Required action ▸ All of the entries below should be returned verbatim, apart from the pictures.

(Photo-based referring expression data)
=== Section Start ===
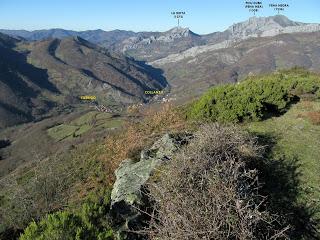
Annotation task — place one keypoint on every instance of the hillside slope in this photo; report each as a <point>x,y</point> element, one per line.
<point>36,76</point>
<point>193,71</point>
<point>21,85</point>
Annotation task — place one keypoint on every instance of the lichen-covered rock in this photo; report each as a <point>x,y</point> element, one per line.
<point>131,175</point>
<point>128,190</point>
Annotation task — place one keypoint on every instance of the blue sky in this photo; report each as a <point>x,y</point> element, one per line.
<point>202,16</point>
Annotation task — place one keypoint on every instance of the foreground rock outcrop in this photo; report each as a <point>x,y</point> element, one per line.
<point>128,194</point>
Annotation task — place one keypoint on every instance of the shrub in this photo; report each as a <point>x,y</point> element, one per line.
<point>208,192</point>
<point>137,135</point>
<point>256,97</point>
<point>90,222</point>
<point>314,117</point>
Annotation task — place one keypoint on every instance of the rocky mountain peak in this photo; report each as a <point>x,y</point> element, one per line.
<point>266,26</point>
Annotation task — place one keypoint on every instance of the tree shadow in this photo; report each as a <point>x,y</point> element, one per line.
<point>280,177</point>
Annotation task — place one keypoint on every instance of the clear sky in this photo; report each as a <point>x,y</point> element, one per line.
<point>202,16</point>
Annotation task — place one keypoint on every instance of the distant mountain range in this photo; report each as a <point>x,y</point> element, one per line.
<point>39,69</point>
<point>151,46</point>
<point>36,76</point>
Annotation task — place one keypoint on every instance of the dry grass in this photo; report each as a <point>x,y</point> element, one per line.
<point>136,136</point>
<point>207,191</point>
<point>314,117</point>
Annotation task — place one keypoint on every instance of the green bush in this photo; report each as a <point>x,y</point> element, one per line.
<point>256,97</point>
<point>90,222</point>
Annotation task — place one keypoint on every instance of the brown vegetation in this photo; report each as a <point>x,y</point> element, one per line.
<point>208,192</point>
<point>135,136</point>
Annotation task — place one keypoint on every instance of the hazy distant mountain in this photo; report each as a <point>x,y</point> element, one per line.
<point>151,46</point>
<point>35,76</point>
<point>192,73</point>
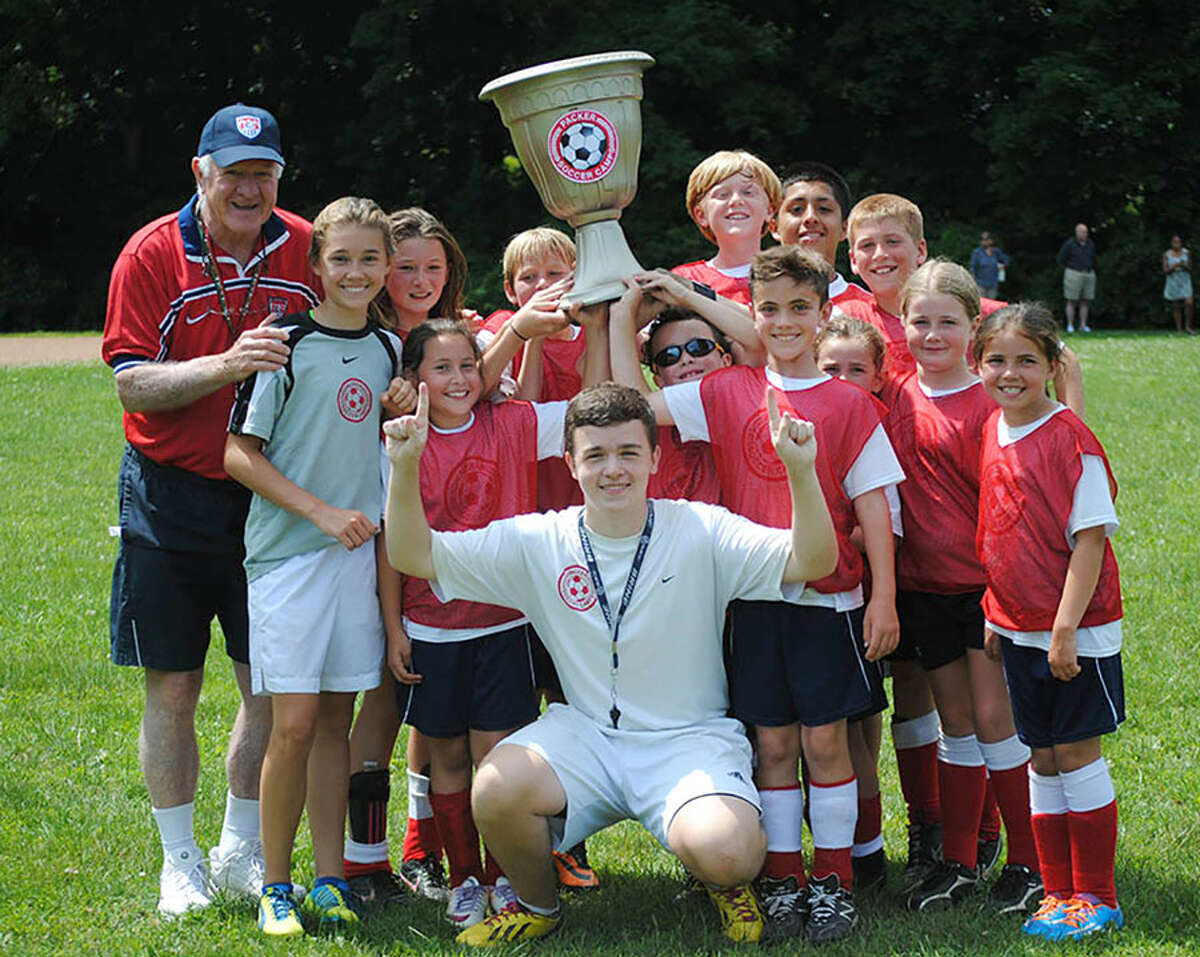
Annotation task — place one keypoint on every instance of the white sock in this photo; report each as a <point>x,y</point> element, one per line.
=== Section End ===
Answer to the problem ▸
Annotation task — place one keypoint on every instance of the hillside slope in this photo; report each as a <point>x,y</point> element, one per line.
<point>36,76</point>
<point>193,71</point>
<point>21,85</point>
Annotation task — place one keypoint on every instance of the lichen-covered rock in this photo; report each as a <point>x,y</point> element, one per line.
<point>131,175</point>
<point>128,190</point>
Annotation task — place one keypoint on every instance of the blue sky in this photo; report each as a <point>x,y</point> element, one per line.
<point>202,16</point>
Annotation task — place one keypoint on every instance of the foreground rock outcrop in this photo; report each as a <point>x,y</point> element, one per line.
<point>128,194</point>
Annotation task — place one keypoint on every instance of the shrub in this photo; report each as a <point>x,y</point> element, one per line.
<point>208,192</point>
<point>137,135</point>
<point>256,97</point>
<point>90,222</point>
<point>314,117</point>
Annotation task — place one keypoint on every instance of the rocky mountain peak in this photo; report each as a <point>x,y</point> element, one per line.
<point>266,26</point>
Annotation task — place one keypoint on every instance of the tree shadow in this photo; report each as a <point>x,y</point> element, one per line.
<point>280,177</point>
Annotation task — place one keypoint on every instance of the clear sky in this photo; report each as a <point>x,y</point> element, one per line.
<point>202,16</point>
Annotation task — place one keypoint on every instance of the distant mountain range in this photo; report each as a <point>x,y</point> element, one per line.
<point>39,69</point>
<point>151,46</point>
<point>36,76</point>
Annotation task — place one keypoint on every instance of the dry grass in this photo; report each as a <point>x,y</point> element, one per line.
<point>136,136</point>
<point>207,191</point>
<point>314,117</point>
Annotation task — place one keypoint on every instance of the green bush in this photo; report each as a <point>x,y</point> element, one per line.
<point>256,97</point>
<point>90,222</point>
Annotation task — place one keypoint on every instance of the brown vegetation in this photo; report each as a <point>x,y</point> element, one per line.
<point>208,192</point>
<point>135,136</point>
Annotation task — place one keypoint on every instance of the hazy distant mountain in this photo; report each as a <point>x,y</point> element, one per line.
<point>151,46</point>
<point>35,76</point>
<point>192,73</point>
Annotation task — place one keypoint on every instance of the white sock in this photo; report each as a <point>x,y</point> element, one per line.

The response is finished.